Drop the pictures and repeat the remaining data exactly.

START Study material

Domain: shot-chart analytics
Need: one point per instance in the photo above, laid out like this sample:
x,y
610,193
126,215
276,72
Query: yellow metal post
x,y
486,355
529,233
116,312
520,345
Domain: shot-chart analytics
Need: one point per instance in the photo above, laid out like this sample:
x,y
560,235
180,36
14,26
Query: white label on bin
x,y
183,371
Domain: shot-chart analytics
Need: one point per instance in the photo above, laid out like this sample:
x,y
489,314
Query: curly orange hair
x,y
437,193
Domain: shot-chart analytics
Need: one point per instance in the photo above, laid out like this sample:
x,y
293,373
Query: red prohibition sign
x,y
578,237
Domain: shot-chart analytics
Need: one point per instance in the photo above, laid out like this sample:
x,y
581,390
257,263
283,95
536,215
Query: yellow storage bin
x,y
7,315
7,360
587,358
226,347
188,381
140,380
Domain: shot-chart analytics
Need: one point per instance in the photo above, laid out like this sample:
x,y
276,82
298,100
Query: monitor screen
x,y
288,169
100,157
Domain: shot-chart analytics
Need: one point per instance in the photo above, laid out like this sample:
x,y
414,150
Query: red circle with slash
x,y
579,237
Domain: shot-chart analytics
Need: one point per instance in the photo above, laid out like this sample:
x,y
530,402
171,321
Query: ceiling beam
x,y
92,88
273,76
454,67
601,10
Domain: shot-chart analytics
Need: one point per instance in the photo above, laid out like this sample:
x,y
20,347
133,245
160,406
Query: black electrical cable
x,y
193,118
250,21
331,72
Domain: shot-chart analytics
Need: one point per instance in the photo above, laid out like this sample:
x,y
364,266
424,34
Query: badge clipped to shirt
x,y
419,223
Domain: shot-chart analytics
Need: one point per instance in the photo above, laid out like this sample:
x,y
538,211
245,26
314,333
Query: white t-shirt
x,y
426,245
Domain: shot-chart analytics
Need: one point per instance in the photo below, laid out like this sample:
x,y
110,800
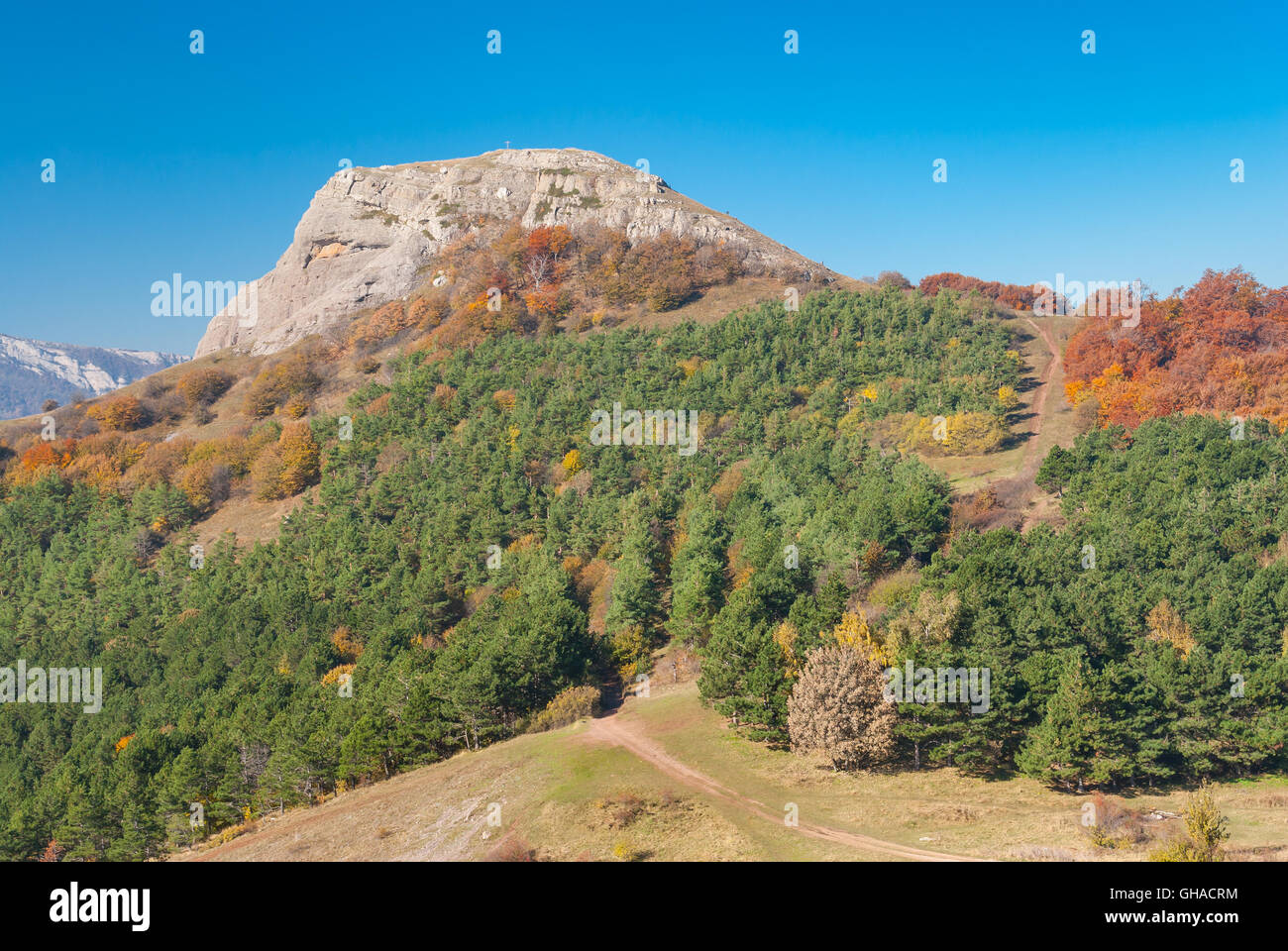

END Study material

Finished task —
Domain: shot-chart analytics
Need: one point per instance in the photo above, laid out like this sample:
x,y
610,193
126,215
276,72
Query: yellow metal post
x,y
486,355
529,233
116,312
520,345
Domain: shot-chart analytics
Need: one point per instance in the photo above, laid out like this sample:
x,y
560,235
180,36
14,26
Query: white label on bin
x,y
183,371
Domain: shot-chart analytics
Need: one point per instance in the photo above, laid out like this sample:
x,y
489,314
Query: curly orange hair
x,y
437,193
Domain: shot-chart analytics
Need: one point per instance in the photo above, laid out like this sample:
x,y
293,373
Query: red prohibition sign
x,y
578,237
Domain: shot-chart analytics
Need: one point per instance in the photo above, laid out like this sample:
x,y
581,390
257,263
283,95
536,215
Query: yellow storage bin
x,y
7,315
7,360
587,358
226,347
188,381
140,380
Domain: shot-chart analytics
Need: one point per instance in the photo above, laid out like this sample:
x,y
276,82
298,100
Query: monitor screen
x,y
288,169
100,157
Domain: shot-chart analytics
Need: one point per instance in the photo above, laid out like this sample:
x,y
414,150
Query: red circle with slash
x,y
579,237
Domain: shot-chart analytics
Need: one point per instance in the photo above, laid out like this sample:
x,y
530,402
171,321
Query: ceiling beam
x,y
92,88
273,76
454,67
601,10
Domain: shot-chart analytics
Need: one point per instance in the photo above, laid out like this sample:
x,y
20,347
133,245
160,406
Query: black electrical cable
x,y
193,118
250,21
331,72
Domain: shot-chart analytics
Need: one point per instance in the photo above, laid out like this sample:
x,y
364,266
424,34
Query: badge clipped to shirt
x,y
419,223
Domain: shot-chart analytics
Need: one point per instance in the photo above, laid out like this sample:
x,y
538,211
245,26
314,333
Query: white t-shirt
x,y
426,245
Domain: shot-chart analytics
Need: one point per instance in the photo below, laid out like this sample:
x,y
110,800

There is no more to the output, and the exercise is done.